### [GIVEN EXERCISE 1]
From the TiVo forum thread below, extract the passage that begins with the words "## Aero 1 (Aug" and stops after "don't re-invent wheels.", copying it word for word.

### [PASSAGE PROVIDED]
◆ ◆ ◆
I'll have to look a bit more.



Aero 1 said:


> It has a webkit browser and you can't install a new one.


Mmm. I'll have to see it.


----------



## Aero 1 (Aug 8, 2007)

lrhorer said:


> I looked, but I certainly did not find it in one place.
> 
> That would be surprising, especially since it employs an Atom processor. Engineers usually don't re-invent wheels.
> 
> ...


Seriously? You need all of that from a product that never promised it? Just build your own box.


----------



## lrhorer (Aug 31, 2003)

I have, or at least I have tried. I have yet to find a video system - card or motherboard - that works reliably and acceptably with my AVR and projector. What's more, at $99, *IF* the unit fits my needs, it certainly less money tied up in the application than a PC.

I also don't necessarily require all the features I listed, but I want to know which ones are available. Some are deal breakers. Others are not, but I want to know exactly what I am buying. I have little tolerance for a company trying to sell me something without telling me all its capabilities and lack thereof, and neither should anyone else.


----------



## mrokusek (Feb 17, 2012)

I'm new to Tivo. I have the Tivo Premier connected via ethernet cable to my computer. I installed the free Tivo Desktop software onto my computer. I want to stream live ESPN3 and the Big 10 network feeds from my computer to my TV via Tivo. Is this possible? I see this forum's discussion but it's over a year old so I don't know if things have changed. I'm not familiar with what DLNA is. 

Can someone point me in the right direction to get this to work? I read up that I can have Tivo play video RSS feeds, but I'm thinking that may not be the same thing. That sounds like downloadable video podcasts or something.

If Tivo won't provide me this, any suggestions on cheap devices that will would be appreciated.


----------



## Chris Gerhard (Apr 27, 2002)

mrokusek said:


> I'm new to Tivo. I have the Tivo Premier connected via ethernet cable to my computer. I installed the free Tivo Desktop software onto my computer. I want to stream live ESPN3 and the Big 10 network feeds from my computer to my TV via Tivo. Is this possible? I see this forum's discussion but it's over a year old so I don't know if things have changed. I'm not familiar with what DLNA is.
◆ ◆ ◆
### [STORED ROWS]
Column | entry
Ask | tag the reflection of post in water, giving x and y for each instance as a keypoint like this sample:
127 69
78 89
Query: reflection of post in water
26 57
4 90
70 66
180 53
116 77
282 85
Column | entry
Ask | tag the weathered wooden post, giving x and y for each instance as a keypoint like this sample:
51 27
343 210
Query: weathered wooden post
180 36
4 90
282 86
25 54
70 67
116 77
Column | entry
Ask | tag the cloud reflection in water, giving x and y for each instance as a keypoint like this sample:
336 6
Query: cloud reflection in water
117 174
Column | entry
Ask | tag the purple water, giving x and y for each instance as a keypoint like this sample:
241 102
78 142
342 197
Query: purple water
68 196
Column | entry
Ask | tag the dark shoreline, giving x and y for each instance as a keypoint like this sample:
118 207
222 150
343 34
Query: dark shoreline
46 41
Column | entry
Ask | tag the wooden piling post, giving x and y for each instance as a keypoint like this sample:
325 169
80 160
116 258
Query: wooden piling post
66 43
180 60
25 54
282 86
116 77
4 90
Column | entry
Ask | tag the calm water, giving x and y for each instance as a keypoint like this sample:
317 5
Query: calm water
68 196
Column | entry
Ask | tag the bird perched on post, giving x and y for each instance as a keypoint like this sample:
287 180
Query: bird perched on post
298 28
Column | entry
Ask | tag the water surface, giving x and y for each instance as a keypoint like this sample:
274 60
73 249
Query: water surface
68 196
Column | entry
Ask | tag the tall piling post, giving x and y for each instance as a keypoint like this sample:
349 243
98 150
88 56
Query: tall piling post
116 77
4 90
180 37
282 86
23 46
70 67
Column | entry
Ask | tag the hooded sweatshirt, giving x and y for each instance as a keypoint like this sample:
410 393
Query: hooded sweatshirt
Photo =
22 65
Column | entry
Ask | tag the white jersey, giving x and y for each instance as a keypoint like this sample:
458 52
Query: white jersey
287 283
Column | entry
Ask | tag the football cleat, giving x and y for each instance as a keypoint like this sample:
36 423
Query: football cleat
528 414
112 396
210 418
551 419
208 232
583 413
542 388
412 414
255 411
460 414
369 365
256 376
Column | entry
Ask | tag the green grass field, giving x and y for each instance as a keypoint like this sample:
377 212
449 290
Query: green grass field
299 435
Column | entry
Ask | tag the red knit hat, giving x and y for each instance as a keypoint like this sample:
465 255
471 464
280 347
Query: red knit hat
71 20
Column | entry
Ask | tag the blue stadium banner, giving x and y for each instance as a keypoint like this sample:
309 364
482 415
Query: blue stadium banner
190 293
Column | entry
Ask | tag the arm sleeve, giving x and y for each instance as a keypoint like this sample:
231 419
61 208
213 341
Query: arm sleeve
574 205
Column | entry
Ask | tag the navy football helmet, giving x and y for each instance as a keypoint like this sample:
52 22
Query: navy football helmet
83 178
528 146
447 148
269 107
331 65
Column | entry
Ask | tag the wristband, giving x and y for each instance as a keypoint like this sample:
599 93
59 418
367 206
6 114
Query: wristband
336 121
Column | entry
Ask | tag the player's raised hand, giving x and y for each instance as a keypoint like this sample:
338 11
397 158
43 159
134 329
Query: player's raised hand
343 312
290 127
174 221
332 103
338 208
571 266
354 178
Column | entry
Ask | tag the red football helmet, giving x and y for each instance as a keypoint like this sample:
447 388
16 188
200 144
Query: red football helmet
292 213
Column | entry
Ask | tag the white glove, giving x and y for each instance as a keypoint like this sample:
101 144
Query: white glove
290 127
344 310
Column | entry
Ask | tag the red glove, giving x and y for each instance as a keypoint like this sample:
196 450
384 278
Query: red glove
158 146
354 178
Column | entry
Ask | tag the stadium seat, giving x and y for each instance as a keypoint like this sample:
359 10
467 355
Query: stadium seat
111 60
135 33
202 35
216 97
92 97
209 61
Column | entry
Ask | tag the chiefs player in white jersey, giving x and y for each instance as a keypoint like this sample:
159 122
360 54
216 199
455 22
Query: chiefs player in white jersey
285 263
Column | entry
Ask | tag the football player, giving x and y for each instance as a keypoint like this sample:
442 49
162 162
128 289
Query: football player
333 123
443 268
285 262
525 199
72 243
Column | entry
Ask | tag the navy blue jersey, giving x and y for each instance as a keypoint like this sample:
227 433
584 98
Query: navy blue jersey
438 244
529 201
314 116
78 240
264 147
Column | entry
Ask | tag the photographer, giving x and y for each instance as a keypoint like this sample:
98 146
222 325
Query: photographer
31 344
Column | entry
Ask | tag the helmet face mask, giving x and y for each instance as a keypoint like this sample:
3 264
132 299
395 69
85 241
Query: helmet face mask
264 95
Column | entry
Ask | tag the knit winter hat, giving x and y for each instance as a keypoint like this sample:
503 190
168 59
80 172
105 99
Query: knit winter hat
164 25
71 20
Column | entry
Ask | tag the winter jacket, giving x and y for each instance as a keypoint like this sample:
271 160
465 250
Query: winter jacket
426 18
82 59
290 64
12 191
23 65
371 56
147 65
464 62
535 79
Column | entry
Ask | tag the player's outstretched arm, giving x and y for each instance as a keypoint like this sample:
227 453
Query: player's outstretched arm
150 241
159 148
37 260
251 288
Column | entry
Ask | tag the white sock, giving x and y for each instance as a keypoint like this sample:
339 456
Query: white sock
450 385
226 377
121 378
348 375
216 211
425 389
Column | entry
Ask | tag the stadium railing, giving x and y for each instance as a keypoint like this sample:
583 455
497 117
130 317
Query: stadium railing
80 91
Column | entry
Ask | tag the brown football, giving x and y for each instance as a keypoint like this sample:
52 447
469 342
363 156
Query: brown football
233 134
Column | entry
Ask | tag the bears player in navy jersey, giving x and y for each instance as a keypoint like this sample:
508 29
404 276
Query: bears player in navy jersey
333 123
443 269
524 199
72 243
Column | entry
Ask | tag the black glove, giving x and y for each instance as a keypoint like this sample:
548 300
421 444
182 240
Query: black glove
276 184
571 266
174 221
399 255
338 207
◆ ◆ ◆
### [GIVEN EXERCISE 2]
Show each line of the listing above that contains the word "stadium".

### [WORKED ANSWER 1]
## Aero 1 (Aug 8, 2007)

lrhorer said:


> I looked, but I certainly did not find it in one place.
> 
> That would be surprising, especially since it employs an Atom processor. Engineers usually don't re-invent wheels.

### [WORKED ANSWER 2]
Ask | tag the blue stadium banner, giving x and y for each instance as a keypoint like this sample:
Query: blue stadium banner
Ask | tag the stadium seat, giving x and y for each instance as a keypoint like this sample:
Query: stadium seat
Ask | tag the stadium railing, giving x and y for each instance as a keypoint like this sample:
Query: stadium railing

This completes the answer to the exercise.